Enterprise-wide Compliance Programs

I want to thank the Bond Market Association for the opportunity to speak to you this afternoon. Given the evolution of the financial markets and financial services industry and the unfortunate events that some firms have recently encountered, comprehensive and robust management of legal and reputational risks is becoming more essential. The agenda for this conference reflects many of the concerns that have been raised over the past two years regarding legal and reputational risks in general, and conflicts of interest, the adequacy of public disclosures, and the transparency of accounting in particular.

I know that we all hoped that with the new year we could put behind us the corporate governance shortcomings and financial restatements of the past several quarters. Unfortunately, the news about Parmalat demonstrates that we are not yet out of the woods and that corporate governance problems are not limited to the United States, but are a global issue. Financial firms are facing losses and possible legal and reputational risks in connection with their dealings with this company. The industry still has a lot of work to do in managing risks, and this conference is an excellent step toward addressing important risk-management issues in the context of the compliance function.

In addition to sponsoring this timely conference, the Bond Market Association has been at the forefront of myriad initiatives relating to risk management and compliance. One especially important initiative has been the association's participation with other industry groups in establishing the Joint Market Practices Forum. The forum's first initiative has been to articulate a statement of principles regarding the handling and use of material, nonpublic information by credit market participants. The statement of principles fulfills a number of objectives. The most critical, in my view, is the promotion of fair and competitive markets in which inappropriate use of material, nonpublic information is not tolerated. At the same time, the statement allows lenders to effectively manage credit-portfolio activities to facilitate borrower access to more-liquid and more-efficient sources of credit. This recognizes that the liquidity and efficiency of our financial markets are related directly to the integrity of, and public confidence in, those markets.

The forum's statement of principles also provides a number of meaningful recommendations, some of which have already been adopted by the major participants in the credit derivatives market. The statement and recommendations have sparked much-needed discussion and helped identify issues, such as conflicts of interest and insider trading, that may arise in connection with credit portfolio management. These are important steps toward improving the risk-management environment, and I commend you for voluntarily taking the initiative.

Point labeling records

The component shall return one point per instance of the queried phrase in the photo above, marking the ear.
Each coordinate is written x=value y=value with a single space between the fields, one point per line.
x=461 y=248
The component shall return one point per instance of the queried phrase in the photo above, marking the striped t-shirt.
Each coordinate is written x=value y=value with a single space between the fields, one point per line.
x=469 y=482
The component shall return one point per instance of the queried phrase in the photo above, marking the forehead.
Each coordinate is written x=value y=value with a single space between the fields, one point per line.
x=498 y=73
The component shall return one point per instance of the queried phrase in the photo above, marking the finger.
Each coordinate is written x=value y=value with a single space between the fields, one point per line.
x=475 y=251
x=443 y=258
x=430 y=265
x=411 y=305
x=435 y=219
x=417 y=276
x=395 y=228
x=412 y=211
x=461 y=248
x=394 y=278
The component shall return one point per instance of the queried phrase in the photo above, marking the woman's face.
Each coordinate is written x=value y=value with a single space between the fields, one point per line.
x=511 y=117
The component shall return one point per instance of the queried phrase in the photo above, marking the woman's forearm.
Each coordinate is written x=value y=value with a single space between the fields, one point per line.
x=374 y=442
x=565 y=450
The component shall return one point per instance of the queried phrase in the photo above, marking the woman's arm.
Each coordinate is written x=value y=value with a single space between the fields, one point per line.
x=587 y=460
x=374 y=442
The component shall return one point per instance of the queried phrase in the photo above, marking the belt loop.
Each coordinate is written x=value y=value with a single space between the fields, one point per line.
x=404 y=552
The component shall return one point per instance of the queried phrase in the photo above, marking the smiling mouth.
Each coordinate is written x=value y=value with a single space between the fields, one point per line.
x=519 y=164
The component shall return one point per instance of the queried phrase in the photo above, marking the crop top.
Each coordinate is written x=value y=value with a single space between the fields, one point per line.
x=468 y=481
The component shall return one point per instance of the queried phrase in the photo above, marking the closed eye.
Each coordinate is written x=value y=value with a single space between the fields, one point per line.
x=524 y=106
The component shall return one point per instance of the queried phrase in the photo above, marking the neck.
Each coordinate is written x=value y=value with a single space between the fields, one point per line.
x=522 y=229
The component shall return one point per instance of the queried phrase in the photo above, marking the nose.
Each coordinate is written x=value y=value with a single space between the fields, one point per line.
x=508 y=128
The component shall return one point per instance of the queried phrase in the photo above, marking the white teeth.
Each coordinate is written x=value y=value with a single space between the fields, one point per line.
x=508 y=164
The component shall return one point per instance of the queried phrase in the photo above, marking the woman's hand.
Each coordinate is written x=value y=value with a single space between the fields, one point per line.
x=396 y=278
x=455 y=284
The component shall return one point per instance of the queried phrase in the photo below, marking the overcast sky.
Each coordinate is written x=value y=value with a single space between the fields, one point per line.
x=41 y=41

## TASKS:
a) Answer these questions from the compliance speech:
(i) Which company's news shows that corporate governance problems are a global issue?
(ii) What body did the Bond Market Association help establish with other industry groups?
(iii) What does the forum's first statement of principles concern?
b) Edit the records from their first line up to and including the line with "x=404 y=552", replacing "striped t-shirt" with "striped shirt" and leaving all else unchanged. Return only those lines.
These records are unrelated to the speech on compliance programs.

## THE ANSWERS:
a)
(i) Parmalat
(ii) The Joint Market Practices Forum
(iii) The handling and use of material, nonpublic information by credit market participants

b)
The component shall return one point per instance of the queried phrase in the photo above, marking the ear.
Each coordinate is written x=value y=value with a single space between the fields, one point per line.
x=461 y=248
The component shall return one point per instance of the queried phrase in the photo above, marking the striped shirt.
Each coordinate is written x=value y=value with a single space between the fields, one point per line.
x=469 y=482
The component shall return one point per instance of the queried phrase in the photo above, marking the forehead.
Each coordinate is written x=value y=value with a single space between the fields, one point per line.
x=498 y=73
The component shall return one point per instance of the queried phrase in the photo above, marking the finger.
Each coordinate is written x=value y=value with a single space between the fields, one point per line.
x=475 y=251
x=443 y=258
x=430 y=265
x=411 y=305
x=435 y=219
x=417 y=276
x=395 y=228
x=412 y=211
x=461 y=248
x=394 y=278
The component shall return one point per instance of the queried phrase in the photo above, marking the woman's face.
Each coordinate is written x=value y=value with a single space between the fields, one point per line.
x=511 y=117
The component shall return one point per instance of the queried phrase in the photo above, marking the woman's forearm.
Each coordinate is written x=value y=value with a single space between the fields, one point per line.
x=374 y=442
x=565 y=450
The component shall return one point per instance of the queried phrase in the photo above, marking the woman's arm.
Each coordinate is written x=value y=value with a single space between the fields, one point per line.
x=587 y=460
x=374 y=442
The component shall return one point per instance of the queried phrase in the photo above, marking the belt loop.
Each coordinate is written x=value y=value with a single space between the fields, one point per line.
x=404 y=552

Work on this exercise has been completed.